| Set problem A |
According to the call transcript below, why does the company have an advantage over its competition? Answer in one to three sentences.

I think -- I mean the fact that we've -- we spent significant efforts over the last year to productize and bring to market our NFV-based platform, what you called our sort of cloud-based software, if you like, even though it's a private cloud for the operator, that's, I think, a tremendous advantage.
I can tell you that it has been a decisive factor in at least a couple of deals.
I think that it's -- I mean, to the best of my knowledge today, I can tell you for sure that we have an NFV-ready product that we can deploy and deploy it immediately.
To the best of my knowledge, the competition is not there yet.
And our customers are aware of that, and that gives us an advantage.
Alexander Henderson - Senior Analyst
One last question.
Can you give us the headcount, the fully diluted share count, assuming you were profitable for -- which we need for valuation purposes?
And then just last on the gross margin.
It looks like you might be hitting a new threshold of 70% plus going forward.
Is that kind of the right way to be thinking about the GMs as you shift the mix to more SaaS, more soft-only sales?
Alberto Sessa - CFO
Okay, so let me take one by one.
First of all, in terms of headcount, the full-time employee at the end of this quarter, the second quarter 2018, were 504.
Regarding the gross margin, we show a gross margin of 72% this quarter.

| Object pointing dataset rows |
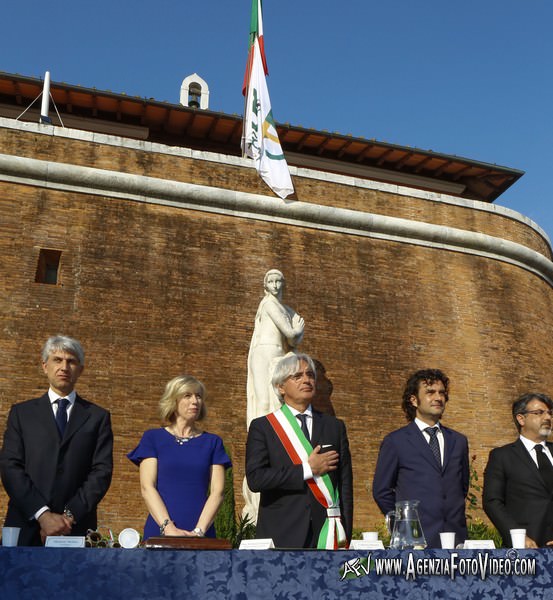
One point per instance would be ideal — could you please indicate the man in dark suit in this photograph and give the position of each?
(518, 479)
(425, 461)
(56, 461)
(290, 454)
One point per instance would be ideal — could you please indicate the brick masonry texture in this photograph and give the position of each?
(154, 291)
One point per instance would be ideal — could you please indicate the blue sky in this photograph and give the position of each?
(469, 78)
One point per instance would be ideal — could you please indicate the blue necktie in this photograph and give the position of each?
(434, 445)
(545, 467)
(61, 414)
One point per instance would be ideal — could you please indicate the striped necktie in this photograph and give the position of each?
(61, 414)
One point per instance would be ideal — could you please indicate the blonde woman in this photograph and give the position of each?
(179, 463)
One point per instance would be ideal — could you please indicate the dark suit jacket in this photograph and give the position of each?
(40, 469)
(407, 470)
(287, 506)
(515, 496)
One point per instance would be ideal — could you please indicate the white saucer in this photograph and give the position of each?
(129, 538)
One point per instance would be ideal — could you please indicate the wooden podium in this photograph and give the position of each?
(186, 543)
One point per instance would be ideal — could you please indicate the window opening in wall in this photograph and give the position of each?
(47, 270)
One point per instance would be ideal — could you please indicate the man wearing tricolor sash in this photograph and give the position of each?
(299, 460)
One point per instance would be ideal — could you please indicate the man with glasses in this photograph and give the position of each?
(518, 480)
(299, 459)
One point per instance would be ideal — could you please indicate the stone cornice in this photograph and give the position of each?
(87, 180)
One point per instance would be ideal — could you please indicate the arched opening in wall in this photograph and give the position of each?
(194, 95)
(48, 266)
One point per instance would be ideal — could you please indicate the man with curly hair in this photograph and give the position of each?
(425, 461)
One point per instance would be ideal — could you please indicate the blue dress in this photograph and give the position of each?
(183, 474)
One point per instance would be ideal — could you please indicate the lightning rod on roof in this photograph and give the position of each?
(45, 106)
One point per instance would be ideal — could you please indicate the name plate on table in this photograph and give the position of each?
(260, 544)
(170, 542)
(479, 545)
(65, 541)
(366, 545)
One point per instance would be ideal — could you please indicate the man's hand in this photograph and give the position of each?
(53, 524)
(323, 463)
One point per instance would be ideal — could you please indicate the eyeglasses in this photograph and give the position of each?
(539, 412)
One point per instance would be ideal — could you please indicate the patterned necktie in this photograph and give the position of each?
(61, 414)
(434, 445)
(545, 467)
(303, 419)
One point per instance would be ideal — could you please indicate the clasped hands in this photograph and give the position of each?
(323, 462)
(54, 524)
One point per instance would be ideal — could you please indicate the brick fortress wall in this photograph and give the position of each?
(153, 291)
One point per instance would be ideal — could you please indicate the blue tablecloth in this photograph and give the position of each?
(57, 573)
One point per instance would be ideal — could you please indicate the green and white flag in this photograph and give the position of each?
(259, 137)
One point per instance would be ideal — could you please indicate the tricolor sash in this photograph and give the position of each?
(295, 443)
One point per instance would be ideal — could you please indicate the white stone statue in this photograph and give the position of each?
(278, 330)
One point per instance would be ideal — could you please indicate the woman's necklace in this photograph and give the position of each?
(182, 439)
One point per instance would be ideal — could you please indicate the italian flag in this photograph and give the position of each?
(259, 136)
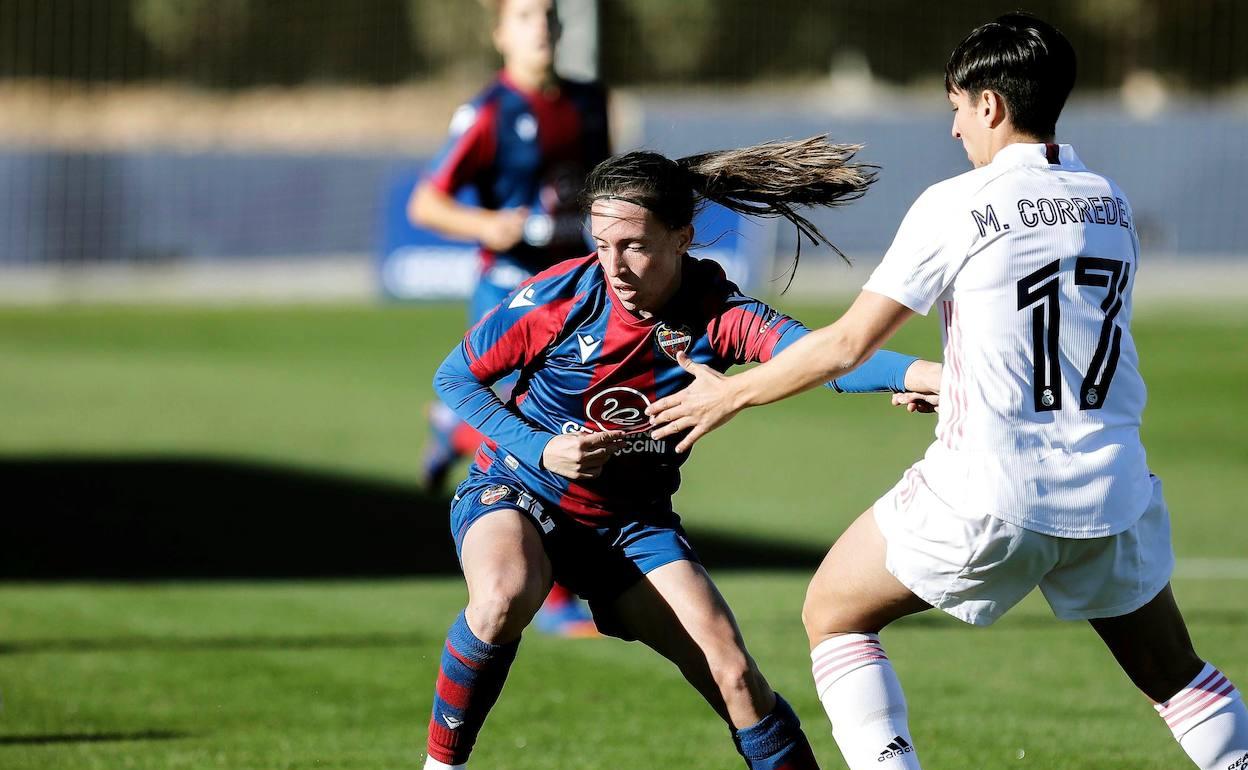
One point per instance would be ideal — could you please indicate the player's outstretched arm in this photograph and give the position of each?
(819, 357)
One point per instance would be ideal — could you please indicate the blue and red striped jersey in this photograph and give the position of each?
(589, 365)
(517, 147)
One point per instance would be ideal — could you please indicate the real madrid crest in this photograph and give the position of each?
(673, 340)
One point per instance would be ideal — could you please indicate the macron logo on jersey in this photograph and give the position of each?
(523, 300)
(588, 345)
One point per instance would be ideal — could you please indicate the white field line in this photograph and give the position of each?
(1211, 569)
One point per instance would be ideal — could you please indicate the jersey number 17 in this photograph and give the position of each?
(1040, 291)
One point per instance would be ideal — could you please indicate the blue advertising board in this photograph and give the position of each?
(414, 263)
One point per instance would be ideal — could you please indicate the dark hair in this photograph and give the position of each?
(1028, 63)
(768, 180)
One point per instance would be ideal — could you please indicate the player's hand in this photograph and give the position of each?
(703, 406)
(580, 456)
(924, 377)
(504, 229)
(925, 403)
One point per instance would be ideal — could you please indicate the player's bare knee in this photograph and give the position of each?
(499, 612)
(820, 614)
(736, 678)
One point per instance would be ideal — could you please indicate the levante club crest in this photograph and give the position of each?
(673, 340)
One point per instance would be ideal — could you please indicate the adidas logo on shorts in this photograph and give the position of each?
(896, 748)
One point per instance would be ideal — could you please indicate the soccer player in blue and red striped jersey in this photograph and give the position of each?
(569, 487)
(523, 147)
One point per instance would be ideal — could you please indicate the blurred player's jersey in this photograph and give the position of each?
(518, 147)
(588, 365)
(1032, 260)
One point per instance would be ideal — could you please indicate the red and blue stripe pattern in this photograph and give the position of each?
(469, 680)
(511, 147)
(775, 743)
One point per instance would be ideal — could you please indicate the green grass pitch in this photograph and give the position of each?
(265, 674)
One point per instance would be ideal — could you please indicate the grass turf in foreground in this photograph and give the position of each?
(340, 675)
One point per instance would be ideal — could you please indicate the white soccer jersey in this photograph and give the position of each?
(1032, 260)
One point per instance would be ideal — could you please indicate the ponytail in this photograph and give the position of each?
(766, 180)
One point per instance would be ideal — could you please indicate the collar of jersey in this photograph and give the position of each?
(1023, 154)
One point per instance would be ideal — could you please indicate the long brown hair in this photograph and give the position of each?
(766, 180)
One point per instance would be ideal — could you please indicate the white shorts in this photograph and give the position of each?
(977, 567)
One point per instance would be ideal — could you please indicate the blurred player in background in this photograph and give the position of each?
(569, 487)
(1037, 476)
(523, 146)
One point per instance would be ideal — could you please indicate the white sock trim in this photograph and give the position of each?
(1203, 696)
(834, 658)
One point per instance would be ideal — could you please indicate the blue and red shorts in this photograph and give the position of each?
(597, 563)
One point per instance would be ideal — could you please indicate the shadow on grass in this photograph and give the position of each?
(87, 738)
(187, 518)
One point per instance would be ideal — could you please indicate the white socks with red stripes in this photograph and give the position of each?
(1209, 720)
(864, 701)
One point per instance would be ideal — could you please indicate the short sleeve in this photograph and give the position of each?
(468, 150)
(749, 331)
(926, 255)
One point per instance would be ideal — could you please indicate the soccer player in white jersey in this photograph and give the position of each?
(1037, 476)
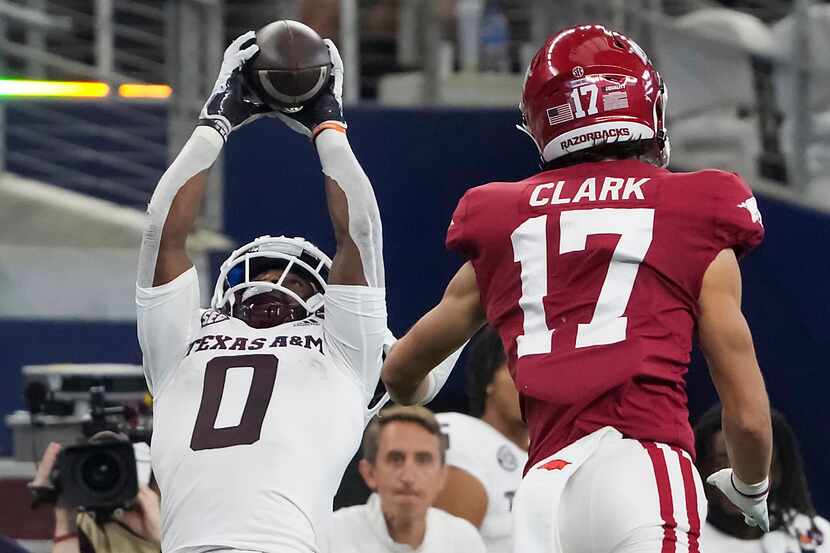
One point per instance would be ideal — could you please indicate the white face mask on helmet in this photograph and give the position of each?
(236, 286)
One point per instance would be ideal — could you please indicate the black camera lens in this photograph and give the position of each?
(101, 472)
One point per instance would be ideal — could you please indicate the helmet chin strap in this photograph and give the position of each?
(265, 314)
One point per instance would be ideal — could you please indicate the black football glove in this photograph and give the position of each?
(227, 108)
(326, 107)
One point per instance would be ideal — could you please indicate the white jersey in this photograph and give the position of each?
(362, 529)
(253, 428)
(480, 450)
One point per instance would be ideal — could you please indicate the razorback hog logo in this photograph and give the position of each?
(596, 136)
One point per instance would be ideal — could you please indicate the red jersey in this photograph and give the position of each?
(591, 275)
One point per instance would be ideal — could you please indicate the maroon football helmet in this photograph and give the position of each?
(589, 86)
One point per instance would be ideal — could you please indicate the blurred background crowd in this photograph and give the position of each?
(96, 94)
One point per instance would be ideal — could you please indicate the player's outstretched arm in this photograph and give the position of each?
(178, 195)
(434, 337)
(351, 200)
(727, 344)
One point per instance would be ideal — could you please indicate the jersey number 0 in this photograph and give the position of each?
(608, 325)
(205, 434)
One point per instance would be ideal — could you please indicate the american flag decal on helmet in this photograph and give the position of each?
(560, 114)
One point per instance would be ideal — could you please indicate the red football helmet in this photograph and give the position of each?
(589, 86)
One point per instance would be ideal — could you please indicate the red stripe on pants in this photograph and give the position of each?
(691, 501)
(661, 474)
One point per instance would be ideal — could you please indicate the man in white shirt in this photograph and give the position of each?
(794, 525)
(486, 455)
(404, 464)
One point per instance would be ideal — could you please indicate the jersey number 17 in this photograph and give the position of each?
(608, 325)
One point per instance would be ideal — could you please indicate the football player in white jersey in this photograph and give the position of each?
(486, 455)
(261, 400)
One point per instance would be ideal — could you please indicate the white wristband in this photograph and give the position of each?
(750, 490)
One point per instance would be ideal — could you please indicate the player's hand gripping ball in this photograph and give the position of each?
(292, 66)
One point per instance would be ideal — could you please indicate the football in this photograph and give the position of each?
(291, 67)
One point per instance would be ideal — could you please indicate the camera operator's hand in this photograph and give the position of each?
(145, 517)
(324, 111)
(66, 524)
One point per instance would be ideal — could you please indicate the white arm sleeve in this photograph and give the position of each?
(340, 164)
(354, 330)
(167, 313)
(198, 154)
(167, 316)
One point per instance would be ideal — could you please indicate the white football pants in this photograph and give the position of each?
(608, 494)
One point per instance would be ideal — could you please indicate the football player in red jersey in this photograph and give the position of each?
(596, 272)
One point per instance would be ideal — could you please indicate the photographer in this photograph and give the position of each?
(125, 531)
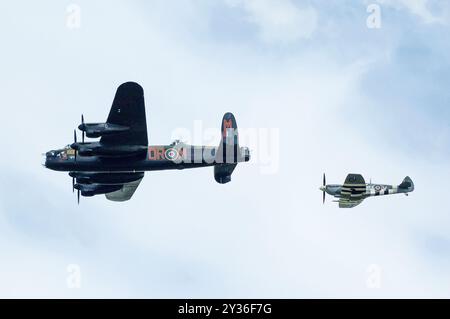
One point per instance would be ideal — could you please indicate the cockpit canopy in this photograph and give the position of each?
(61, 153)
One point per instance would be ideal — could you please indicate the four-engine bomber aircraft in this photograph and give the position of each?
(355, 190)
(115, 165)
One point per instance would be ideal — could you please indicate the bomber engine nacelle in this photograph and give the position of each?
(96, 189)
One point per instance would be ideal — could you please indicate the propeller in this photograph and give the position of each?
(324, 187)
(82, 123)
(75, 141)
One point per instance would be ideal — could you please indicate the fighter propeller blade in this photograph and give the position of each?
(82, 123)
(324, 187)
(75, 141)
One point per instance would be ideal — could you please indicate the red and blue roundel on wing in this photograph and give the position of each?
(171, 154)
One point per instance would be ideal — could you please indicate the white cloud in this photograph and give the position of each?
(279, 21)
(421, 9)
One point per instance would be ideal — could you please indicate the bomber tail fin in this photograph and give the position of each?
(229, 153)
(407, 185)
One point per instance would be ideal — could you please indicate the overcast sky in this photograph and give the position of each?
(335, 94)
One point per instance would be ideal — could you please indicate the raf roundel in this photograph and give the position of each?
(171, 154)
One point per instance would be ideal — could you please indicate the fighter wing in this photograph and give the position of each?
(354, 186)
(128, 109)
(125, 193)
(349, 203)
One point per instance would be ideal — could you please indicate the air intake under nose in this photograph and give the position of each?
(405, 185)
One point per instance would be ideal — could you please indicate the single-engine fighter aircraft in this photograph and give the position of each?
(115, 164)
(355, 190)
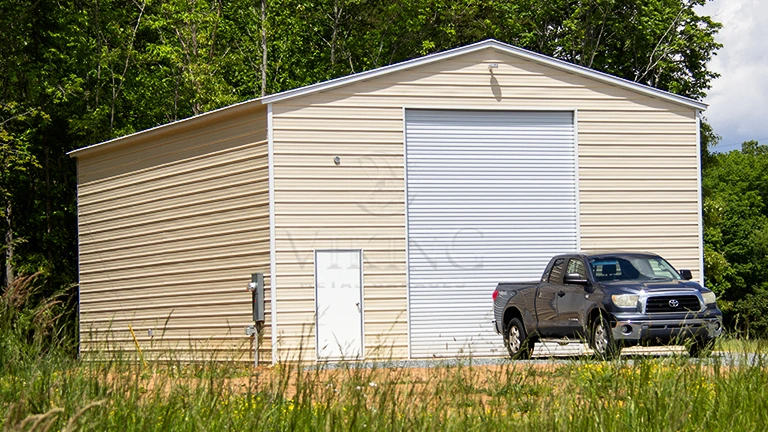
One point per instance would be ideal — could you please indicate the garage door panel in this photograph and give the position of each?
(491, 197)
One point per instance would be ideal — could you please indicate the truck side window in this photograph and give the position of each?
(556, 275)
(575, 265)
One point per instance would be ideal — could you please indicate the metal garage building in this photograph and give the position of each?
(382, 207)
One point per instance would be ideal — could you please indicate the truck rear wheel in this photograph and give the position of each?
(601, 340)
(516, 340)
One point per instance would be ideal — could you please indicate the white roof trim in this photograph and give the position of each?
(489, 43)
(166, 125)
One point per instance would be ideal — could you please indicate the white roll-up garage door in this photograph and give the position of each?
(492, 195)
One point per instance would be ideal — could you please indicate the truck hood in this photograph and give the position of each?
(657, 287)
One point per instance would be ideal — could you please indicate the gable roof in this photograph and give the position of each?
(500, 46)
(408, 64)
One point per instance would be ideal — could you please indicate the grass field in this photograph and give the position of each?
(645, 393)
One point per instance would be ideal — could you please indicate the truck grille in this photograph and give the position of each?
(672, 303)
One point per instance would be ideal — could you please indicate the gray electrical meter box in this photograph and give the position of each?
(257, 293)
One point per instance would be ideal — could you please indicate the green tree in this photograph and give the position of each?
(736, 233)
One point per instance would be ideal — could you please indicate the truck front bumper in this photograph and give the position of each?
(665, 329)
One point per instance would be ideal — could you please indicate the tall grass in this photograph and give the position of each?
(45, 389)
(645, 394)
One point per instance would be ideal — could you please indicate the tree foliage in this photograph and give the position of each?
(78, 72)
(736, 233)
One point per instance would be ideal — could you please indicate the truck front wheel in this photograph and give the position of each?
(516, 340)
(601, 339)
(701, 348)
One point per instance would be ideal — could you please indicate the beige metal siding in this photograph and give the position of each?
(637, 173)
(170, 229)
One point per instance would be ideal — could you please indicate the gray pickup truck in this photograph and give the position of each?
(609, 300)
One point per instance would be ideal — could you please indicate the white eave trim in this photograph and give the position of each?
(489, 43)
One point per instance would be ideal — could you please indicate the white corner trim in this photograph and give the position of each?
(578, 180)
(272, 266)
(699, 197)
(407, 240)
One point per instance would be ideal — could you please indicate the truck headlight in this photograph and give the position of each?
(709, 297)
(624, 300)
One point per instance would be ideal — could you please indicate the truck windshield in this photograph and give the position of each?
(632, 267)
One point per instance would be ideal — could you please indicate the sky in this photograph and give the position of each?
(737, 100)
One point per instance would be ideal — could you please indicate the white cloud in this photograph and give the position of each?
(738, 97)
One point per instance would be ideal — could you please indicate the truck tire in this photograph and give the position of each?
(701, 348)
(601, 340)
(516, 340)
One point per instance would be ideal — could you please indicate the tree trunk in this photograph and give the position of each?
(9, 271)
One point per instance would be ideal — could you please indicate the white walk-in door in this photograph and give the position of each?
(492, 195)
(338, 285)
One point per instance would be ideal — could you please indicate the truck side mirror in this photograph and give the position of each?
(575, 279)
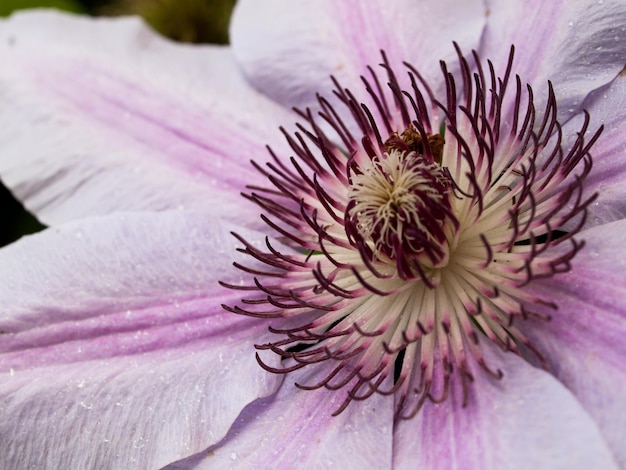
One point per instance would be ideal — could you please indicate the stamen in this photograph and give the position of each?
(409, 250)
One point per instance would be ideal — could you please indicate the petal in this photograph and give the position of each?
(289, 49)
(579, 46)
(296, 429)
(608, 175)
(114, 348)
(524, 420)
(584, 343)
(103, 115)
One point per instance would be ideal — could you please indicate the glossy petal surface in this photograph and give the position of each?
(113, 340)
(103, 115)
(288, 52)
(578, 45)
(525, 420)
(295, 429)
(584, 342)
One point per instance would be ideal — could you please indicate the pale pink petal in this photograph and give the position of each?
(114, 349)
(607, 107)
(584, 343)
(102, 115)
(578, 45)
(296, 429)
(526, 420)
(288, 49)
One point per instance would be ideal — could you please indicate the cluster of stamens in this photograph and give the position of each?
(400, 245)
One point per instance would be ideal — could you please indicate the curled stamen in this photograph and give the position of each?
(412, 224)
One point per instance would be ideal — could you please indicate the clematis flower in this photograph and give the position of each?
(437, 279)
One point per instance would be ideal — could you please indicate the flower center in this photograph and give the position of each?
(399, 255)
(399, 207)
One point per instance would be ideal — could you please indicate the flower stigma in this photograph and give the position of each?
(406, 229)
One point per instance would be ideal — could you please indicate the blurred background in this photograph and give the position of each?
(199, 21)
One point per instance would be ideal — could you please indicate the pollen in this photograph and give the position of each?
(400, 204)
(394, 254)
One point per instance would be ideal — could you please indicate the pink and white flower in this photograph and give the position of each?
(408, 239)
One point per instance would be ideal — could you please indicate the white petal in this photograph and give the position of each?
(114, 348)
(584, 343)
(526, 420)
(296, 429)
(579, 46)
(102, 115)
(289, 49)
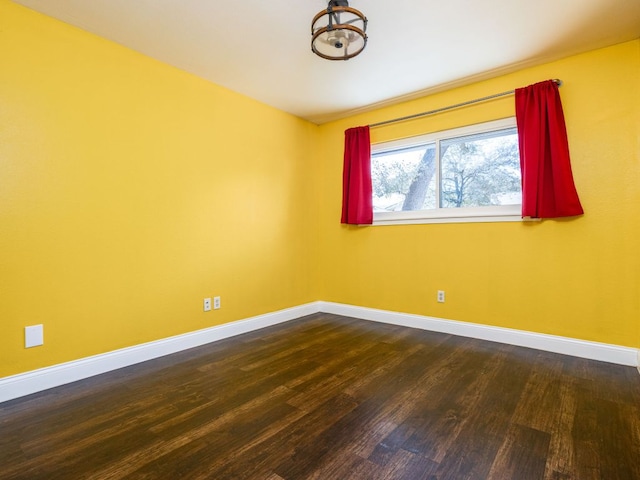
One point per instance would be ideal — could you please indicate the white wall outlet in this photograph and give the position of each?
(33, 336)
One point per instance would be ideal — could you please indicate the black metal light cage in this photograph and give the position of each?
(341, 33)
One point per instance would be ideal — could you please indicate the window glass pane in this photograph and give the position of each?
(404, 179)
(480, 170)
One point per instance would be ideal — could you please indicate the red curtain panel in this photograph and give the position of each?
(548, 190)
(357, 201)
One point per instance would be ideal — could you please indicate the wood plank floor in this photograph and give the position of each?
(328, 397)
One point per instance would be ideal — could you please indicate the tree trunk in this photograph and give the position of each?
(417, 194)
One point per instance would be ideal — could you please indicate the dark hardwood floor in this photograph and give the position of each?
(328, 397)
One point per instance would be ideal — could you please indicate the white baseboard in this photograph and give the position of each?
(550, 343)
(42, 379)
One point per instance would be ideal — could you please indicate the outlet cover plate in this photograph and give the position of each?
(33, 336)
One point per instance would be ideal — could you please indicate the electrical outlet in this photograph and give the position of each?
(33, 336)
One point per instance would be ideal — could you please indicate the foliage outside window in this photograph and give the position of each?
(467, 174)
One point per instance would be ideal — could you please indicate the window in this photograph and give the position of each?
(470, 174)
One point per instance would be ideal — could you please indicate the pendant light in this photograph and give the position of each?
(338, 33)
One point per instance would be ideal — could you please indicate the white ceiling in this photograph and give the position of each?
(261, 48)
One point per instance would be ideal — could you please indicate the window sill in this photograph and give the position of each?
(505, 213)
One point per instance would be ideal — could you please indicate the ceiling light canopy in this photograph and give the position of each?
(338, 33)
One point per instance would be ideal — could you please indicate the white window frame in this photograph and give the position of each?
(494, 213)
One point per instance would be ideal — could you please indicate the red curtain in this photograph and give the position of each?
(548, 190)
(357, 206)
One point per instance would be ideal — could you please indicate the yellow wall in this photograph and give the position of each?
(130, 191)
(577, 278)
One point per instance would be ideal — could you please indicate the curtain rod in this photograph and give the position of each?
(451, 107)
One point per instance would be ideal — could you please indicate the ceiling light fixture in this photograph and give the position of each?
(338, 33)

| Set problem B |
Show every line of the records above that contains the word "blue". Case counts.

| Task answer A |
The company has an NFV-ready product that it can deploy immediately, while, to the speaker's knowledge, the competition does not have one yet. Customers are aware of that, and this gives the company its advantage.

| Task answer B |
One point per instance would be ideal — could you please indicate the blue sky in this photograph and give the position of each?
One point per instance would be ideal — could you please indicate the blue necktie in this photograph and give the position of each?
One point per instance would be ideal — could you please indicate the blue dress in this photograph and give the position of each?
One point per instance would be ideal — could you please indicate the blue tablecloth in this photograph and give the position of each?
One point per instance would be ideal — could you please indicate the blue and red striped jersey in this photograph and give the position of each?
One point per instance would be ideal — could you please indicate the blue advertising board in this photograph and give the position of each?
One point per instance would be ideal — could you please indicate the soccer player in blue and red striped jersey in this photograph and give the position of each?
One point per instance would be ideal — could you please indicate the red and blue stripe pattern in this photograph and give the position of each?
One point per instance would be ideal — could you please indicate the blue and red shorts in this photograph and give the position of each?
One point per instance would be ideal — could you please indicate the red and blue roundel on wing in this photograph and give the position of each?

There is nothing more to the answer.